What the exercise asks
Report how many lines of these entries hold the string "rock"; reply with the number alone.

+++ Provided data

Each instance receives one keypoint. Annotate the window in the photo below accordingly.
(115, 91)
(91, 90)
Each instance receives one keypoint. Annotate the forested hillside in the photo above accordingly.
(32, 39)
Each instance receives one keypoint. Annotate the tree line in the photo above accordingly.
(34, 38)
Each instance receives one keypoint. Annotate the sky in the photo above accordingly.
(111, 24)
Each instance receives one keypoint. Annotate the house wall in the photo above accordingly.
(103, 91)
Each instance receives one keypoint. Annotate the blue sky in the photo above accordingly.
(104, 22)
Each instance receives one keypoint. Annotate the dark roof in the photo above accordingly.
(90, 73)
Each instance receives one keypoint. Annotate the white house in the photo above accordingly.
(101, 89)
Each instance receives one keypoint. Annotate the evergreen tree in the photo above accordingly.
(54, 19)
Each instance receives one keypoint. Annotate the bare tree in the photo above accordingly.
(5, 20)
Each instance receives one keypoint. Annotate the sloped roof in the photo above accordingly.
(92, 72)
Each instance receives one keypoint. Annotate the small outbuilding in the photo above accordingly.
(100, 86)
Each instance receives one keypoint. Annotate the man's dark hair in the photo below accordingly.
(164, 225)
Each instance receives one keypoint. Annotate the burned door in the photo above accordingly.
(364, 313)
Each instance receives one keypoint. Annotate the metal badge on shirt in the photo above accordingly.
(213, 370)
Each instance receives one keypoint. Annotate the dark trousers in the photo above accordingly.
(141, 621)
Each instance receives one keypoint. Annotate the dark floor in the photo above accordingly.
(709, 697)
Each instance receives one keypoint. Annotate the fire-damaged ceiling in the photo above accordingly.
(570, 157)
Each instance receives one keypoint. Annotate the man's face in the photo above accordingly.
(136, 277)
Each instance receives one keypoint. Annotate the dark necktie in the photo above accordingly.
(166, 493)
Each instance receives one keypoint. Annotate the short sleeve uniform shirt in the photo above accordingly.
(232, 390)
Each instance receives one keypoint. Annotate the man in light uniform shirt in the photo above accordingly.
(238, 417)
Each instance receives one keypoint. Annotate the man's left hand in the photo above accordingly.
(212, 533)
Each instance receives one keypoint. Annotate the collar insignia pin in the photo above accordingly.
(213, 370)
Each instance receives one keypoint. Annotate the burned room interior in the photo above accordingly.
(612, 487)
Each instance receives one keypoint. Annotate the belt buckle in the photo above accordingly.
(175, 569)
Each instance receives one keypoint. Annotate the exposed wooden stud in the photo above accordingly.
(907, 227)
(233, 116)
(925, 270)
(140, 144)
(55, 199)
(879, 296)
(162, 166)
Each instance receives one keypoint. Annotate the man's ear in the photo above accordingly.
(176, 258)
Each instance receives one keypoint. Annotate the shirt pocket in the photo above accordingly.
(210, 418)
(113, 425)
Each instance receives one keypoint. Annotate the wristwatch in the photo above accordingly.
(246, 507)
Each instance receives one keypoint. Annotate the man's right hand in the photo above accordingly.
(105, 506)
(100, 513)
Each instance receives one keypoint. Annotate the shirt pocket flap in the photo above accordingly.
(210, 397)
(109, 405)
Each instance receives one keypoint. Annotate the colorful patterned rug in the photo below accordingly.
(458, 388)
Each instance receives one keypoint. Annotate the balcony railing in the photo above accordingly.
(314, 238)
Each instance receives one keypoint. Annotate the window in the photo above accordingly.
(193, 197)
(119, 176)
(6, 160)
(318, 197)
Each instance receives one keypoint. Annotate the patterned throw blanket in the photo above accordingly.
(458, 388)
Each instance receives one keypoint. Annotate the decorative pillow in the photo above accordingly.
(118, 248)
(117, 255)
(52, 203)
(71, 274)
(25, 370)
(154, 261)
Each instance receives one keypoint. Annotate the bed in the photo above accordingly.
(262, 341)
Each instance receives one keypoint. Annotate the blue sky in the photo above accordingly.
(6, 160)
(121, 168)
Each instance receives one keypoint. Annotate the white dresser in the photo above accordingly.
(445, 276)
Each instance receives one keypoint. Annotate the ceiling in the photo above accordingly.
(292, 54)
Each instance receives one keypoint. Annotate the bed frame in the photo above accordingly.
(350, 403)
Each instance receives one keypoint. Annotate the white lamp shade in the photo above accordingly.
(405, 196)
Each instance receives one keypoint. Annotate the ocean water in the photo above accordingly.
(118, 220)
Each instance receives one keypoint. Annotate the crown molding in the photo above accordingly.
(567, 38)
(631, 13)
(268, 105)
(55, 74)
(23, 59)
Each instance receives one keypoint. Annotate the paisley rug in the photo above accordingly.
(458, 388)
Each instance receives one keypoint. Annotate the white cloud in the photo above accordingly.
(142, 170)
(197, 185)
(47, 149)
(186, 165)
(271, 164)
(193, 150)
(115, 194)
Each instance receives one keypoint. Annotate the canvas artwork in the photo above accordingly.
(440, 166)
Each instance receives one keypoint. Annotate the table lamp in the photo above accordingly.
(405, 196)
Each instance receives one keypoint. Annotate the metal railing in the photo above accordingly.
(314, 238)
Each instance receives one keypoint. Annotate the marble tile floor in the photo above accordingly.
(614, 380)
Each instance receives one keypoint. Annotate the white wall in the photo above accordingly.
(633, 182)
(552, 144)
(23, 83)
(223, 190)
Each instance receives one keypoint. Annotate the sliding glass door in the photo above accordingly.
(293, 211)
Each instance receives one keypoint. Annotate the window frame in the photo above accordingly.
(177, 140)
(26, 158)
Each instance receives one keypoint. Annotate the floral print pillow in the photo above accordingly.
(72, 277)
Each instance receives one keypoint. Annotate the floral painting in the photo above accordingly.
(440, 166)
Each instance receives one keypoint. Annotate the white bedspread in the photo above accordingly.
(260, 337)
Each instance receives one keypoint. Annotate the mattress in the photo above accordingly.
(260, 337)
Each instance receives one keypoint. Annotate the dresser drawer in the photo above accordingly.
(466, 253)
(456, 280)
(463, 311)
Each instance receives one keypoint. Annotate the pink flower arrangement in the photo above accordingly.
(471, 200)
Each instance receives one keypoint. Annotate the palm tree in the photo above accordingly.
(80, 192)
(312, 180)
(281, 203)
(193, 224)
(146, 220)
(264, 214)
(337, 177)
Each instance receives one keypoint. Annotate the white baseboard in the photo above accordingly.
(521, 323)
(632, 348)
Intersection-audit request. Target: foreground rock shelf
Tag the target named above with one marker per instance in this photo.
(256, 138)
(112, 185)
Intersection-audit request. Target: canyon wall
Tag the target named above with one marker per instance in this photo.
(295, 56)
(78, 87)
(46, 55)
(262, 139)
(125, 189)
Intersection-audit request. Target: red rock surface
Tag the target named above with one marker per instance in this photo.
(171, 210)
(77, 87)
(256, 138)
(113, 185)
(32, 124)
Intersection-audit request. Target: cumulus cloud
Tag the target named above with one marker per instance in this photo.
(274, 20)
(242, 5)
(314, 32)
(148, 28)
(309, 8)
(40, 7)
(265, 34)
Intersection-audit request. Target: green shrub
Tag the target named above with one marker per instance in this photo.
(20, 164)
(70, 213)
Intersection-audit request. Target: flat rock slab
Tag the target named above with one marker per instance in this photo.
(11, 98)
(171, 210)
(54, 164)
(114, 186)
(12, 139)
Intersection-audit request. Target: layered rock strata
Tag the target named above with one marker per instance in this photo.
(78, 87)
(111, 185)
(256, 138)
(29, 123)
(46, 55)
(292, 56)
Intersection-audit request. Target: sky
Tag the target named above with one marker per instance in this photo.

++++++

Response area
4